Problem statement: Continue the RexDB architecture abstract from where it stops, writing the next section in the same structured style.

Architecting an Open-Source Research Exchange Database (RexDB): How to Design a System That Supports Integrated Data Management for Multidisciplinary Autism Research

Background: The need for effective, centralized management of biomedical and behavioral research data has expanded dramatically in the past decade, especially in interdisciplinary areas like autism research, where longitudinal and multi-center projects require secure, flexible data management and sharing platforms. However, current solutions are either too expensive or insufficiently flexible. Our team has developed an integrated data management platform that has been used at over a dozen leading autism research centers over the last 7 years. In late 2011, we began to package this platform as an open-source project to make it freely available to all autism research centers and programs. Defining a suitable high-level architecture for this platform was a key early challenge.

Objectives: Design a high-level architecture for the open-source RexDB platform that will: (1) communicate key functionality to stakeholders; (2) define clear boundaries and interfaces between components; (3) support all the key functions of integrated data management including data acquisition, integration, curation, and use; (4) support configuration of studies and instruments by non-programmers; (5) support extensibility by third-party developers; and (6) encourage adoption of the open-source platform by the research/data manager/developer communities.

Methods: We reviewed publicly available architectures for several relevant projects and extracted key insights. We then created several mock architecture diagrams and reviewed each for technical feasibility, communication effectiveness, and compliance with the architectural objectives. After an internal review, we conducted a focus group to gather input from relevant stakeholders.

Data section:
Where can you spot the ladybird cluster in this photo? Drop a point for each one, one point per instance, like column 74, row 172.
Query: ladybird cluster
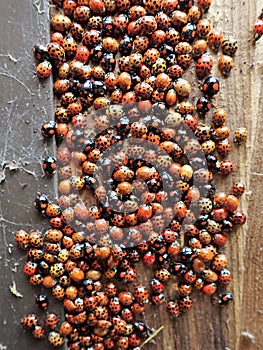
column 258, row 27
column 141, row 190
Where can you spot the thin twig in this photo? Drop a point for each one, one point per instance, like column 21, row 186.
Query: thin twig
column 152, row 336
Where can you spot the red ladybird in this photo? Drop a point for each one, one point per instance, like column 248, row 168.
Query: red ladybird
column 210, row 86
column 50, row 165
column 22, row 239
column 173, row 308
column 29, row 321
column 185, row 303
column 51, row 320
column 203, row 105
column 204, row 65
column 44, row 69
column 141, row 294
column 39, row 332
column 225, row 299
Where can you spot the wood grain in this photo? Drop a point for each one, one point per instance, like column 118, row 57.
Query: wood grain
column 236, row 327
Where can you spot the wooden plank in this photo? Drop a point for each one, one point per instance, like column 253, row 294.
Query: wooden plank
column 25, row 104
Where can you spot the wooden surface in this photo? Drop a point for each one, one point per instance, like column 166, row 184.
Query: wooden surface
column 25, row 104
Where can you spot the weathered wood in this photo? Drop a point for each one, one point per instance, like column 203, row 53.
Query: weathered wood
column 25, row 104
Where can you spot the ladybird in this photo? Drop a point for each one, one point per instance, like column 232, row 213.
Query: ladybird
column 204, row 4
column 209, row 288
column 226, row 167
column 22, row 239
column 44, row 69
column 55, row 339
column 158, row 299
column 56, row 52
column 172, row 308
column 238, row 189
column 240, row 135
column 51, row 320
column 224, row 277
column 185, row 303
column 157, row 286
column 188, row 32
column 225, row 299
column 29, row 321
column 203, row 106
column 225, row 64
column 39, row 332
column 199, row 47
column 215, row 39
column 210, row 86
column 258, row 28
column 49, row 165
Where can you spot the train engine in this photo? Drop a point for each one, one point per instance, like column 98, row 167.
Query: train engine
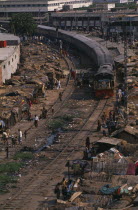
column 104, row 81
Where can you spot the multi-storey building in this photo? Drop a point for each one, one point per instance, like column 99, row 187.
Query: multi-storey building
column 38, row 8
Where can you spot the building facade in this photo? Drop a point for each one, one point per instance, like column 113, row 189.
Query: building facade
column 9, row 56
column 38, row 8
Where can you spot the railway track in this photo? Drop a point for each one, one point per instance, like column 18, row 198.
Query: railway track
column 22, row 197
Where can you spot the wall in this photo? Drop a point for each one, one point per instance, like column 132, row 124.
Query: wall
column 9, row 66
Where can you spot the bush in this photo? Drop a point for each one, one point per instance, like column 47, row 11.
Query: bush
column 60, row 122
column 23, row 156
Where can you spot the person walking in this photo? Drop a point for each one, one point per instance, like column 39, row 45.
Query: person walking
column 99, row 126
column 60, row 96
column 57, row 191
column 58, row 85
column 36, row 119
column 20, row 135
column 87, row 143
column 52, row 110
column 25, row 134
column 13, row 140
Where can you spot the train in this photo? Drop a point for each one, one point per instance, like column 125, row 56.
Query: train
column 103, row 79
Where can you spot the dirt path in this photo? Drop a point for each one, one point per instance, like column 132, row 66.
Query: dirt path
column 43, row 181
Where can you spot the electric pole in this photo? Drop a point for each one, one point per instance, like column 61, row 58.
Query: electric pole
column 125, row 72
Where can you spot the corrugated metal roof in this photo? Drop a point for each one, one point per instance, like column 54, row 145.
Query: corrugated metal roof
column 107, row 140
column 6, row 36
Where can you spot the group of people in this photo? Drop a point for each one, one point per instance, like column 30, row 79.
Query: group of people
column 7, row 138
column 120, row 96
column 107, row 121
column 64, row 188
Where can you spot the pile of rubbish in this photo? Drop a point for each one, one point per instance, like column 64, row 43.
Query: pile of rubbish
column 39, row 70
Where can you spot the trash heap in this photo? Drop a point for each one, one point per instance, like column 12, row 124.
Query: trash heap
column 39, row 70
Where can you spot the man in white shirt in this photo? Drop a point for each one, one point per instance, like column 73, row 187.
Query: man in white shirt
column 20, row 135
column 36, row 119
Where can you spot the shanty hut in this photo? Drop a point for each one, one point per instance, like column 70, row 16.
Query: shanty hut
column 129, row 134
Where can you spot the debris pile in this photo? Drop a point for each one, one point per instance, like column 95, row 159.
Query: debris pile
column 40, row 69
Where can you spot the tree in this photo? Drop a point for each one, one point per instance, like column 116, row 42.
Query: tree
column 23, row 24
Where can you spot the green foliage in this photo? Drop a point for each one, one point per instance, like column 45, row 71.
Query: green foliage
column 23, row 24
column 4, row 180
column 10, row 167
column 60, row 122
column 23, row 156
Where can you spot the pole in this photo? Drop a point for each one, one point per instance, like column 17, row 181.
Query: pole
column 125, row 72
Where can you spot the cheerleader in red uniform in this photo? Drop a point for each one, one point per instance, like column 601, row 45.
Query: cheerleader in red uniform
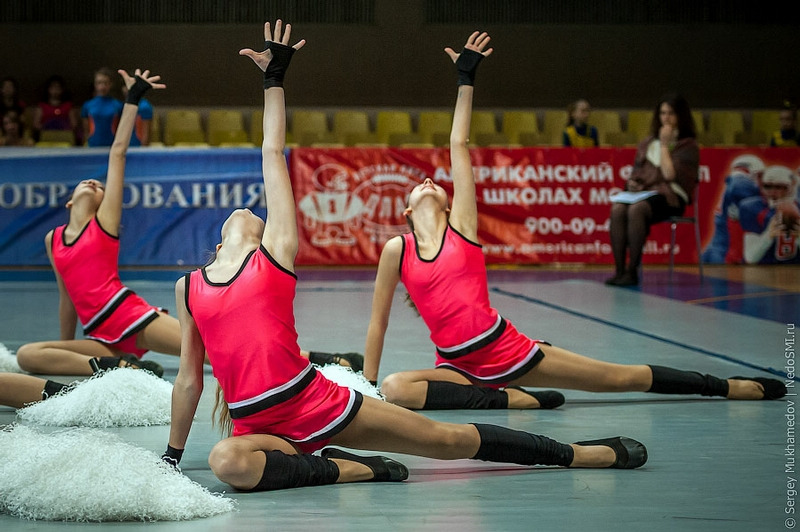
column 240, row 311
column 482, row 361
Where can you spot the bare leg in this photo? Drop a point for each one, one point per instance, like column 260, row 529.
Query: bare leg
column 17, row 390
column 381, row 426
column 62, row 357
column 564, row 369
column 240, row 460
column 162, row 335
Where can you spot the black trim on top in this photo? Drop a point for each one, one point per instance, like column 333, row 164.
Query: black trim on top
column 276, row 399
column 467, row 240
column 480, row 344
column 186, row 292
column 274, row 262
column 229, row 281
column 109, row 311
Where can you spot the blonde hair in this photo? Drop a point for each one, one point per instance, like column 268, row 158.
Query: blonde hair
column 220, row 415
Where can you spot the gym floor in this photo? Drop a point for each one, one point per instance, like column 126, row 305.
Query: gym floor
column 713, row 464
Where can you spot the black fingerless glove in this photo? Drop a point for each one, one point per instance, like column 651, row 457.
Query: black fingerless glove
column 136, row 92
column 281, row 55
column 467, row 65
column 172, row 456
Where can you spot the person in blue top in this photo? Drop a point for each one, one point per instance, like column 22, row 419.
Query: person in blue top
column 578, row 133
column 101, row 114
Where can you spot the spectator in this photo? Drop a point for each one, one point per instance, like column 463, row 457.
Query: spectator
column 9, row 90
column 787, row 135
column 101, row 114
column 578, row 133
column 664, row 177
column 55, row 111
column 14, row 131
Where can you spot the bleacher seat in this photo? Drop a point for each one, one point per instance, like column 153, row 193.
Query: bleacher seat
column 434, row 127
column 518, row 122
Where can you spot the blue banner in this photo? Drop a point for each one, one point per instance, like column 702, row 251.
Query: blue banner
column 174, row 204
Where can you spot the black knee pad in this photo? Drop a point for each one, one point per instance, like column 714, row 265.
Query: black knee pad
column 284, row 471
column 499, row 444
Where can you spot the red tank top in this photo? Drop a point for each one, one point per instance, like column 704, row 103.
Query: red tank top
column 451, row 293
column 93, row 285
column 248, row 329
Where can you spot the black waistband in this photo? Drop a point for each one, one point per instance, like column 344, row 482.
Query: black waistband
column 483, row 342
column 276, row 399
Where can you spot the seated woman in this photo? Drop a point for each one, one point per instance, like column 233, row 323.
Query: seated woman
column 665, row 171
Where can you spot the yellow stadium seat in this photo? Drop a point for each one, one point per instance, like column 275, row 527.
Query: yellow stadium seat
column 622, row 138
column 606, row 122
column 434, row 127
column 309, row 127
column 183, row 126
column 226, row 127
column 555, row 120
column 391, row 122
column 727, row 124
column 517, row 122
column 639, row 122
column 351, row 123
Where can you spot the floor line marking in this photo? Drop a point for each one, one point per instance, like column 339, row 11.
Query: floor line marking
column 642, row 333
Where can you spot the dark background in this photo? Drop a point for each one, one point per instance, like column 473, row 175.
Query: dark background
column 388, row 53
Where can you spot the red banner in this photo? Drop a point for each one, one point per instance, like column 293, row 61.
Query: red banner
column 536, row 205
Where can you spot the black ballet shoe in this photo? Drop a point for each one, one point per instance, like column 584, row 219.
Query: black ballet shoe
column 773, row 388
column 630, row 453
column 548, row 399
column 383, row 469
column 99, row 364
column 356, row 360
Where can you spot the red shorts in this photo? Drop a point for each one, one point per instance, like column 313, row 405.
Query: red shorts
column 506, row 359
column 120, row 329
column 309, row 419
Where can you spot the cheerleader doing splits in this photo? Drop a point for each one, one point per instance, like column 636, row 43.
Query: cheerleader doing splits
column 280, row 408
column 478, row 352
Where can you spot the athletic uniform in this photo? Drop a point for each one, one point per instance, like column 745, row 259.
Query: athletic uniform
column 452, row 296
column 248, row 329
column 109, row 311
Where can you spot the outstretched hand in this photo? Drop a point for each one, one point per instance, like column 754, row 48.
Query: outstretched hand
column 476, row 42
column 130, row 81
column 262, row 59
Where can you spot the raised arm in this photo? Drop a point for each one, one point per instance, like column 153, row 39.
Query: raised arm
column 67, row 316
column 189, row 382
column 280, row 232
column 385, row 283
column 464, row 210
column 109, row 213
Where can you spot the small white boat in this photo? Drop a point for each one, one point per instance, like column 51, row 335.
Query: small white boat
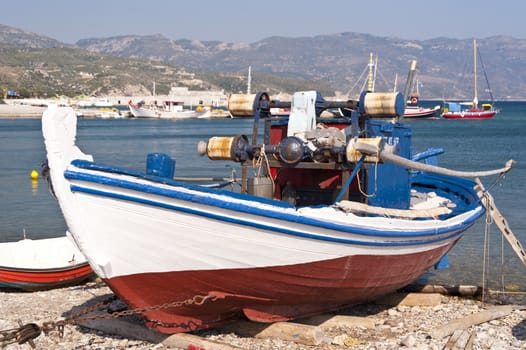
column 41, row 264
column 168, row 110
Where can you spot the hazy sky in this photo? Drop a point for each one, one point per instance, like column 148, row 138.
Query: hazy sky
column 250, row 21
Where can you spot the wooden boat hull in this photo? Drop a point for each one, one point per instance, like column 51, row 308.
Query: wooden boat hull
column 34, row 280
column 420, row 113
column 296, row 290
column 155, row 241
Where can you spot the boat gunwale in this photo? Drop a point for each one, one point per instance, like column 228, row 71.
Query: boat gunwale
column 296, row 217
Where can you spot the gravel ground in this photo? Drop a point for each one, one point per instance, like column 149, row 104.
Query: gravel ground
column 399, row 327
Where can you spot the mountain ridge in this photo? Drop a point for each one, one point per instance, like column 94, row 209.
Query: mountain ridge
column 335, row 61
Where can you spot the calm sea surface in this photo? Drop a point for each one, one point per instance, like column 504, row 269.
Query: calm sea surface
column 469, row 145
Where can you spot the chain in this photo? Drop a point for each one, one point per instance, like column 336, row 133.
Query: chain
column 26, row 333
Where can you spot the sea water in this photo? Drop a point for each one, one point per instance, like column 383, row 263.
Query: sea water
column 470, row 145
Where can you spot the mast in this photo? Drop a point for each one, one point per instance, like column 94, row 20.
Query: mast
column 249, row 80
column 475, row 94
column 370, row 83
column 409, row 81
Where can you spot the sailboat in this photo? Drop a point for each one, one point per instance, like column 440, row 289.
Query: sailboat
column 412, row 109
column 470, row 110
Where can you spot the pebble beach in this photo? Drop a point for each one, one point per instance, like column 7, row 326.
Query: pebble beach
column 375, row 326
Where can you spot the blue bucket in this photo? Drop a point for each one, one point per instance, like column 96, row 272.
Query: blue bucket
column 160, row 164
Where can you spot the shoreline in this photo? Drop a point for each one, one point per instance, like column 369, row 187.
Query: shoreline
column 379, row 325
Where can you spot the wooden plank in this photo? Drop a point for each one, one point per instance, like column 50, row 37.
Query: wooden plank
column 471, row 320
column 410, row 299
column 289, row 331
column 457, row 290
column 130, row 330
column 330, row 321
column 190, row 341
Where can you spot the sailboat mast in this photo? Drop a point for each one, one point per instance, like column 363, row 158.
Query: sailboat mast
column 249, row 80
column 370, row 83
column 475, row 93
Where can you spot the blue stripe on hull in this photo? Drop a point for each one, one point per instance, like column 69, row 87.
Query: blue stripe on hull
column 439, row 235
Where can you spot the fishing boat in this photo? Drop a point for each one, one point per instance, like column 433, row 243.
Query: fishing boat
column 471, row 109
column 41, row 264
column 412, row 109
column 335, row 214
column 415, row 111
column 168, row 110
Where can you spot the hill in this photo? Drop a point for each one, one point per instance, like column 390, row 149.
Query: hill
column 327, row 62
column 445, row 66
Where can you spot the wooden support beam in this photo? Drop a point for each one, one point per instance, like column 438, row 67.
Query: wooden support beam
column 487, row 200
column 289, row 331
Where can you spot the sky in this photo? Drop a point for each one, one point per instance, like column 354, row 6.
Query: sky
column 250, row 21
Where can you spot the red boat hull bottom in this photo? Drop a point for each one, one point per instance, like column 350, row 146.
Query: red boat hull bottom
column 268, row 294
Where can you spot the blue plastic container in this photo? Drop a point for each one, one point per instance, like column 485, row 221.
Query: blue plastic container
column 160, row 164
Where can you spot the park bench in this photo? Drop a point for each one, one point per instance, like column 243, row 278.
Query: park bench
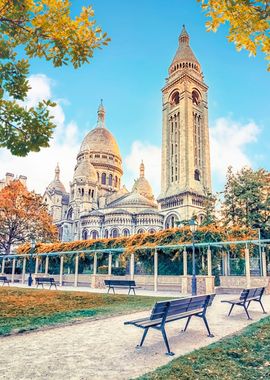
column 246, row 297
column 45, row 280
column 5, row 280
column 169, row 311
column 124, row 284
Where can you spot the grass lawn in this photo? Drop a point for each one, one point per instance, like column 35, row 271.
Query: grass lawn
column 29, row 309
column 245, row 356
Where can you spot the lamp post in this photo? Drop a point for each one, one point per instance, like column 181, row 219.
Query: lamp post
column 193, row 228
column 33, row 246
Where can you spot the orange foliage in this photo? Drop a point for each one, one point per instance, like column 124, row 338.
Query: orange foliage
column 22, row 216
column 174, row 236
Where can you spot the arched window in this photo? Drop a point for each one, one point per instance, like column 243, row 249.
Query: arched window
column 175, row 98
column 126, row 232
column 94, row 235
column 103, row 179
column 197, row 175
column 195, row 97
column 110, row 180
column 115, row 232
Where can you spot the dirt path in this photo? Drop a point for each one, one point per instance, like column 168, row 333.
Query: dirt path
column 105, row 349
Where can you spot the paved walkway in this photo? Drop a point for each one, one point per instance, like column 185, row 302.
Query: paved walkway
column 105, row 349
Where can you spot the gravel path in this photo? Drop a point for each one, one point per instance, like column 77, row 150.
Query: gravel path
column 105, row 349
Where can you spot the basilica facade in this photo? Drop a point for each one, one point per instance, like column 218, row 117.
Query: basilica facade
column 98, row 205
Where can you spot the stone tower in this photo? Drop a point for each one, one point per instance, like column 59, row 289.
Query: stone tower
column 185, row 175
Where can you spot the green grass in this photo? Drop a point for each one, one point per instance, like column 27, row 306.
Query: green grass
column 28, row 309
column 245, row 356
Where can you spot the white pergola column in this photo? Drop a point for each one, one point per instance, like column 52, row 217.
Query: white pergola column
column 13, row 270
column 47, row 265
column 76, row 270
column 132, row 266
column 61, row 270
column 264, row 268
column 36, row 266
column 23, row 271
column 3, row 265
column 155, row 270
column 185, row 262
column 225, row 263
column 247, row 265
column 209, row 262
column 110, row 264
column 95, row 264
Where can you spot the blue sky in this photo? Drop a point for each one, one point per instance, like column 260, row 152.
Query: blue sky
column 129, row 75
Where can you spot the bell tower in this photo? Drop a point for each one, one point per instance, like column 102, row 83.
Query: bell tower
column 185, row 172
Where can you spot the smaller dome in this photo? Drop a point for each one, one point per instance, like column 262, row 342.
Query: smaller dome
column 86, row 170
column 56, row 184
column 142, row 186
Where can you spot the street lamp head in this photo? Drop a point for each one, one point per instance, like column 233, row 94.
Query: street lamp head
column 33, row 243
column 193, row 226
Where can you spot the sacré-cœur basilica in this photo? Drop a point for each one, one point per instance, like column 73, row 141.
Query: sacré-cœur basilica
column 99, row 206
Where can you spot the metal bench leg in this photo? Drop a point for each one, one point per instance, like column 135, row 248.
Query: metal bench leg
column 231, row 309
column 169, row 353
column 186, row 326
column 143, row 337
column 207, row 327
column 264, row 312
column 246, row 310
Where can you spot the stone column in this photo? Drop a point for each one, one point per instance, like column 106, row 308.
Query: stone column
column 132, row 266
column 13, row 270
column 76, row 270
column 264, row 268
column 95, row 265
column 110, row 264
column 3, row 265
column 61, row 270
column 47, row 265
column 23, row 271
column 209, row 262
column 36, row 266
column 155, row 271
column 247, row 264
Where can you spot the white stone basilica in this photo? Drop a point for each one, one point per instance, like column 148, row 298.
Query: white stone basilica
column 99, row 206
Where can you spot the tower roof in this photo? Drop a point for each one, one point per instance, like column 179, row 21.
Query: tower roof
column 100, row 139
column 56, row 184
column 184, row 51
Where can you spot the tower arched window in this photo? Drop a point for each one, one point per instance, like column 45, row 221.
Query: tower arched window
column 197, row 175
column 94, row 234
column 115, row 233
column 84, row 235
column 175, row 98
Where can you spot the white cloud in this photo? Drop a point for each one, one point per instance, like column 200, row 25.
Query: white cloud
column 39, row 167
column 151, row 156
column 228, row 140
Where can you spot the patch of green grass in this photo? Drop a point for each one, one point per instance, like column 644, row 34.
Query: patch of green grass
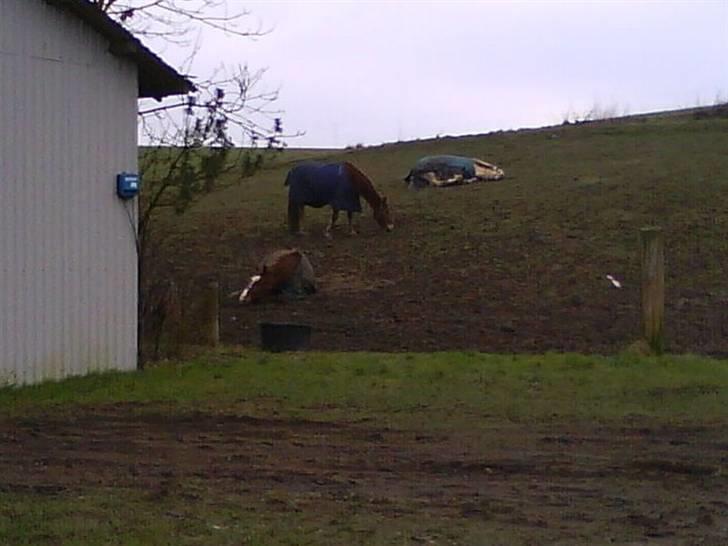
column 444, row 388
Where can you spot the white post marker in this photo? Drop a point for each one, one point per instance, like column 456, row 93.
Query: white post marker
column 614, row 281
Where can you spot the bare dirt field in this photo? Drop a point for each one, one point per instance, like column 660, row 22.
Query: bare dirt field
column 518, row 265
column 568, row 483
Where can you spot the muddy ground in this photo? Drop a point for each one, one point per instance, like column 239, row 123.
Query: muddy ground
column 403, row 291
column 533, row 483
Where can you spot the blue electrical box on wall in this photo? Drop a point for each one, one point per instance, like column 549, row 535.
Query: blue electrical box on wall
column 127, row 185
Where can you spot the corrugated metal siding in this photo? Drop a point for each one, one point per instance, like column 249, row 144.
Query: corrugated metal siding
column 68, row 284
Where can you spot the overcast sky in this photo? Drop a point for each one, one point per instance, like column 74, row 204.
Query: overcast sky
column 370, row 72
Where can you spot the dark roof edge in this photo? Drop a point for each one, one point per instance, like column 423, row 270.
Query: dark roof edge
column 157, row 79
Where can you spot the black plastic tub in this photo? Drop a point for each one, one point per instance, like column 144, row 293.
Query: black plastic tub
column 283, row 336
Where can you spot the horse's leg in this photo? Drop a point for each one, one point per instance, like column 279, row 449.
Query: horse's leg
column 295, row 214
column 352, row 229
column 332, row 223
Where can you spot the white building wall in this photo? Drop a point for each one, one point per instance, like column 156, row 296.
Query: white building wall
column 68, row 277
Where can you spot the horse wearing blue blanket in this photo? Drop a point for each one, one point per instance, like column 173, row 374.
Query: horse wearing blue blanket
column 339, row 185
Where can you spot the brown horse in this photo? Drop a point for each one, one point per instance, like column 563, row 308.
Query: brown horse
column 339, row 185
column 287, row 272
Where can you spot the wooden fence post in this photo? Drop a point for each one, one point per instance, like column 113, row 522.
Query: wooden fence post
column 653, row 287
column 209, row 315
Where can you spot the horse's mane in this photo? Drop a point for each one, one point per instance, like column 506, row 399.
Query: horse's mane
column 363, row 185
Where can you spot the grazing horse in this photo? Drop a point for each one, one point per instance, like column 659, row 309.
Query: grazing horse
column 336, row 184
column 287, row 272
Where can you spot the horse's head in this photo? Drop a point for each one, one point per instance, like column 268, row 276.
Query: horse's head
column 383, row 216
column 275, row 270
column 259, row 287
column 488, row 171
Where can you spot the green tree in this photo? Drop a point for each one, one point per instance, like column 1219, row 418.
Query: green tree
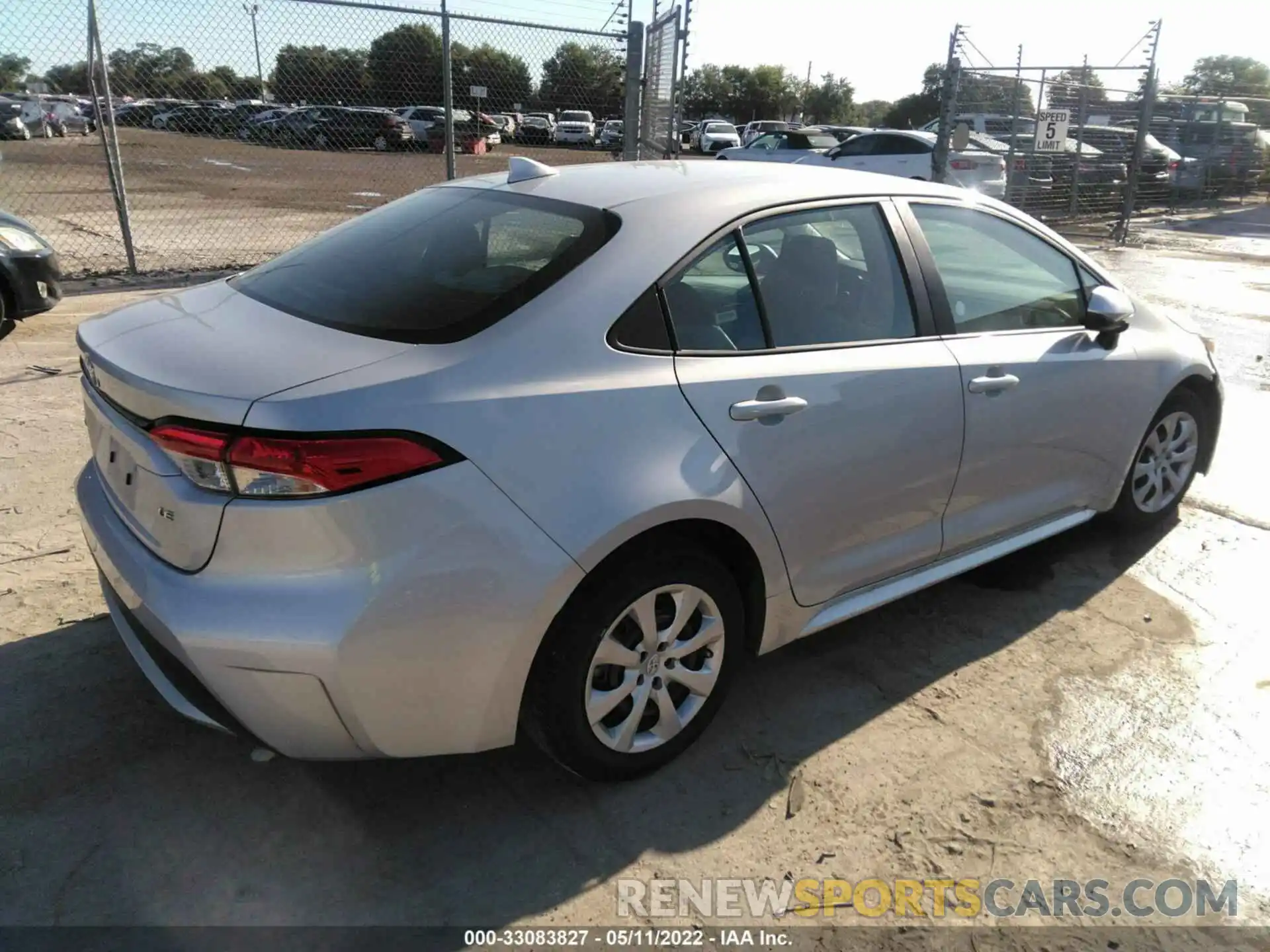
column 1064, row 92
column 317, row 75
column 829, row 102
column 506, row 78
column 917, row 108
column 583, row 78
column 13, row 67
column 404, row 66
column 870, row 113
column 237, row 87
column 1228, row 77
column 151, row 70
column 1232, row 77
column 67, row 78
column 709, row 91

Answer to this task:
Results: Internal and external feedback suggested revisions to the architecture that were implemented as a consensus solution. The resulting architecture separated out the data acquisition component as a stand-alone system, RexAcquire. This system has minimal dependencies, does not require a database, and can be scaled quickly across many servers to support very large simultaneous data collection efforts. RexAcquire consumes configuration files that specify the instruments to be administered and their display logic; it emits raw measure results files. The largest component, RexCollect, encompasses the major data integration and curation functions, including instrument and study configuration, data transform rules, data quality checks, and user management. It consumes the raw measure data files emitted by RexAcquire and transforms them into appropriate relational data structures; it emits instrument configuration files that RexAcquire consumes. RexCollect also allows users to select large subsets of data across studies, data types, and sites, and generate new temporary relational databases for exploring the extracted subsets. Another relatively stand-alone component, RexPlore, supports the exploration of the extracted subsets and generation of tabular data sets for statistical analysis.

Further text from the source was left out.